[What is needed]
Each line of the material must be repeated precisely, with the pictures left out.

[Data for the task]
########

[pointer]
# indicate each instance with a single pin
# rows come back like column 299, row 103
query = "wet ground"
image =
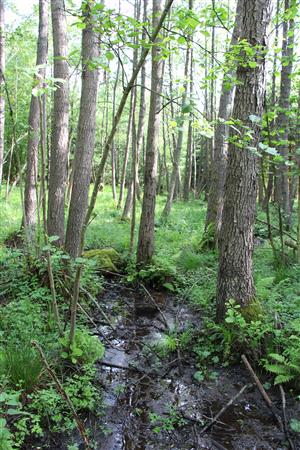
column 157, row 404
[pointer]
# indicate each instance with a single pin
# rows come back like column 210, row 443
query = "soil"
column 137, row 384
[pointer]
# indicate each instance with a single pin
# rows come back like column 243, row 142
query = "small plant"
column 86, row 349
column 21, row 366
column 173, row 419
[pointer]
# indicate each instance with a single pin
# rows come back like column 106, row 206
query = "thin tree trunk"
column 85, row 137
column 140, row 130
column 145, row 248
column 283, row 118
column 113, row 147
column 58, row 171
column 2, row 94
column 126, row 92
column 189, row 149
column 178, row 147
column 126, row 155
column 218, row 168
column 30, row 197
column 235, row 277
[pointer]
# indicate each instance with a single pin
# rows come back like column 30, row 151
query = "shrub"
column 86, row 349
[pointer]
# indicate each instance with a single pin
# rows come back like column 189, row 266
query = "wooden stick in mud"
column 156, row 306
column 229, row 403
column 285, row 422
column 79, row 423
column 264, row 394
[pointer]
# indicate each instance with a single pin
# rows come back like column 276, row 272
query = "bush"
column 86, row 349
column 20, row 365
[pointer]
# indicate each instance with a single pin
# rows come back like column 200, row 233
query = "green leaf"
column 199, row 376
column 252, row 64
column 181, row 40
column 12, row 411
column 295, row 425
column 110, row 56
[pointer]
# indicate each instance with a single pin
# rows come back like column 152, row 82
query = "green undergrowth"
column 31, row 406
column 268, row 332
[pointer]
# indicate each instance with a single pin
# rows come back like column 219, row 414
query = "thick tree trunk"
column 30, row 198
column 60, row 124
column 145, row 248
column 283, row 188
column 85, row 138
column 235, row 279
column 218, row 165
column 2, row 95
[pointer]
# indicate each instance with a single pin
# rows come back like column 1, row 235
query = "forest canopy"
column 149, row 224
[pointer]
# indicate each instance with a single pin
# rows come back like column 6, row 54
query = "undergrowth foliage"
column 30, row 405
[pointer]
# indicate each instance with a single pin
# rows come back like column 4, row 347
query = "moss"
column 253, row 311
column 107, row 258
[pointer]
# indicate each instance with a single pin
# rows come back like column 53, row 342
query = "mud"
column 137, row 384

########

[Answer to this task]
[pointer]
# indicate each instance with a single pin
# rows come back like column 299, row 103
query = "wet ground"
image =
column 157, row 404
[pointer]
# indicate each instance with a single pin
# rows come back like column 210, row 443
query = "soil"
column 137, row 384
[pointer]
# indicate each instance with a single pin
# rows come back like column 243, row 142
query = "small plant"
column 86, row 349
column 21, row 366
column 173, row 419
[pointer]
# indicate each instance with a single pin
# rows come back like column 106, row 206
query = "thin tree trunk"
column 85, row 137
column 140, row 130
column 145, row 248
column 283, row 118
column 113, row 147
column 58, row 171
column 2, row 94
column 126, row 92
column 189, row 149
column 178, row 147
column 126, row 155
column 218, row 168
column 30, row 197
column 235, row 277
[pointer]
# indicate each instance with a single pin
# rows come back like column 30, row 151
query = "shrub"
column 86, row 349
[pointer]
# indicate each instance with a single pin
# rows come back like column 189, row 266
query = "wooden stick in mud"
column 156, row 306
column 229, row 403
column 285, row 422
column 79, row 423
column 264, row 394
[pointer]
# indicate each instance with a single pin
# rows come back like column 276, row 272
query = "bush"
column 86, row 349
column 20, row 365
[pointer]
# indicate each instance with a single pin
# rows come back like column 200, row 233
query = "green leaf"
column 199, row 376
column 252, row 64
column 181, row 40
column 12, row 411
column 295, row 425
column 110, row 56
[pointer]
# indicate each instance with a single pin
# rows come back like column 152, row 82
query = "green undergrowth"
column 31, row 406
column 268, row 332
[pointer]
# indicate each instance with a single pin
# rows come back like column 219, row 414
query = "thick tree trunk"
column 30, row 198
column 60, row 124
column 145, row 248
column 283, row 188
column 85, row 138
column 235, row 279
column 218, row 165
column 2, row 95
[pointer]
# indicate each instance with a single pin
# rows come back like column 1, row 235
query = "forest canopy"
column 149, row 224
[pointer]
# indicate each instance with a single pin
# rows come back like column 6, row 54
query = "undergrowth foliage"
column 30, row 405
[pointer]
# indicate each instance with a single pin
# rows come back like column 4, row 347
query = "moss"
column 253, row 311
column 107, row 258
[pointer]
# indicate each instance with a single pin
# rows come back like column 53, row 342
query = "mud"
column 137, row 384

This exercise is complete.